PROBLEM DESCRIPTION. Rewrite all the records below, replacing every "Target" with "Object" and leaving everything else unchanged.

SOURCE RECORDS.
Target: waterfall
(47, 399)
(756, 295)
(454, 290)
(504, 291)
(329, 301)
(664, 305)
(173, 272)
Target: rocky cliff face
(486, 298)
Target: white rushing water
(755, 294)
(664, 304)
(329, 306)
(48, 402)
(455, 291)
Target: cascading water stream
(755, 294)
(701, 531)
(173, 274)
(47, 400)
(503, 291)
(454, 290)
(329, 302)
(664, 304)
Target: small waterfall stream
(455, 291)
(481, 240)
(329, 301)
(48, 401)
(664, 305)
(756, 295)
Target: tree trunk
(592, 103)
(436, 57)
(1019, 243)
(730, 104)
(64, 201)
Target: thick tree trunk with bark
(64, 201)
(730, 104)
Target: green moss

COMPLETE ANSWER.
Object: waterfall
(47, 399)
(756, 295)
(454, 290)
(504, 291)
(329, 301)
(664, 305)
(173, 272)
Object: rocky cliff face
(486, 298)
Object: white rushing water
(755, 294)
(664, 304)
(329, 306)
(48, 402)
(455, 291)
Object: cascading water stream
(755, 294)
(701, 531)
(173, 274)
(47, 400)
(503, 291)
(454, 290)
(329, 302)
(664, 304)
Object: small waterfall stream
(455, 291)
(481, 240)
(329, 301)
(48, 401)
(664, 305)
(756, 295)
Object: tree trunk
(592, 103)
(436, 57)
(1019, 243)
(730, 104)
(64, 201)
Object: thick tree trunk with bark
(64, 201)
(730, 104)
Object: green moss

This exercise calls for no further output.